Mechanisms of staurosporine induced apoptosis in a human corneal endothelial cell line

Abstract

Background: Apoptosis very probably plays a key part in endothelial cell loss during corneal storage in organ culture as well as hypothermic storage. However, the mechanisms underlying endothelial apoptosis are poorly understood. The response of a human corneal endothelial cell (HCEC) line to staurosporine, a known inducer of apoptosis, was investigated to gain insights into the intracellular modulators that participate in endothelial cell death.

Methods: Immortalised HCECs were studied after 3, 6, 12, and 24 hours of incubation with 0.2 μM staurosporine. Cell shedding was monitored. Hoechst 33342 fluorescent DNA staining combined with propidium iodide was used for apoptosis/necrosis quantification and morphological examination. The caspase-3 active form was assessed using western blot, proteolytic activity detection, and immunocytochemistry. The cleaved form of poly(ADP-ribose) polymerase (PARP) was assessed using immunocytochemistry and western blot. The ultrastructural features of cells were screened after 12 hours with staurosporine or vehicle.

───

Pick up the staurosporine abstract above after its last sentence and continue writing it. This material has no connection to the staurosporine abstract.

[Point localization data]
───

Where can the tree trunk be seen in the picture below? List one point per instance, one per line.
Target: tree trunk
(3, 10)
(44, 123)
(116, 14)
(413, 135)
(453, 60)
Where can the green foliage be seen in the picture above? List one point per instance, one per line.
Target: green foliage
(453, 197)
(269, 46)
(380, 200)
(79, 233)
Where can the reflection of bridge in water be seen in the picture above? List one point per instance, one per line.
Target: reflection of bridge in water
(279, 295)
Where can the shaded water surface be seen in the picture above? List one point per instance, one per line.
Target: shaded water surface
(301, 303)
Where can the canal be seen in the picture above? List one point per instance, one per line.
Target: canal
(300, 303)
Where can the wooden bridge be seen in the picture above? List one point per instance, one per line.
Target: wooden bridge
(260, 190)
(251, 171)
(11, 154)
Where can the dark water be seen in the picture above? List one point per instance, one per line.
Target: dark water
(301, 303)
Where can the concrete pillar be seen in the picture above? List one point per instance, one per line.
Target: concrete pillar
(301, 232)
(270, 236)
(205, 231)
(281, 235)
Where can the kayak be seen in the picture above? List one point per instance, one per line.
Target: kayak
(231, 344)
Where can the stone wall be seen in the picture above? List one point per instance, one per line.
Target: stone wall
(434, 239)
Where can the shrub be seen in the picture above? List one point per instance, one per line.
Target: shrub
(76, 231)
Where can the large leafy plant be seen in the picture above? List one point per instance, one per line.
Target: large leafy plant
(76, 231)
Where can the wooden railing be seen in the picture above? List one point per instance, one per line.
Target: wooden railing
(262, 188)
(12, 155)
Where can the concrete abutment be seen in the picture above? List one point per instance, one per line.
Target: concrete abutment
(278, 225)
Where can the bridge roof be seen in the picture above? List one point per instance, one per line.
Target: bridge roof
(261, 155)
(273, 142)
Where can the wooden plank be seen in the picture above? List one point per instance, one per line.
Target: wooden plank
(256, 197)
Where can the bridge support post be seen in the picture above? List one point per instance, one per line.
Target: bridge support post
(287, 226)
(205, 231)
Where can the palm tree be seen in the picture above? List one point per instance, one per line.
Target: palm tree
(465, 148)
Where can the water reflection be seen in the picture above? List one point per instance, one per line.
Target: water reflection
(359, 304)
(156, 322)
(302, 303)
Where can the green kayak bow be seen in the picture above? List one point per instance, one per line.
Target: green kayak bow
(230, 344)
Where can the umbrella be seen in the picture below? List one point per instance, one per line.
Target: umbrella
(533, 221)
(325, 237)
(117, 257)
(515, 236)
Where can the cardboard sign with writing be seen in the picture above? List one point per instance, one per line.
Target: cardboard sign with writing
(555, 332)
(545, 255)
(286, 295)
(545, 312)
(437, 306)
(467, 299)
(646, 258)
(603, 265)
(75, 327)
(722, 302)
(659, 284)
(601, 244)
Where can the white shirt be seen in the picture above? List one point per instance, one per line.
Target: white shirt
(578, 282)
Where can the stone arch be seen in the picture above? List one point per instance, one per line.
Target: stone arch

───

▶ [Written answer]:
Results: The specific apoptotic nature of staurosporine induced HCEC death was confirmed. The ultrastructural features of staurosporine treated cells were typical of apoptosis. HCEC shedding and DNA condensation increased with time. Caspase-3 activity was detected as early as 3 hours after exposure with staurosporine, peaking at 12 hours of incubation. The presence of cleaved PARP after 3 hours confirmed caspase-3 activation.

Conclusions: These data suggest strongly that HCEC cell death induced by staurosporine is apoptosis. The main consequence of HCEC apoptosis is shedding. Staurosporine induced apoptosis of endothelial cells involves activation of caspase-3, and could be a useful model to study strategies of cell death inhibition.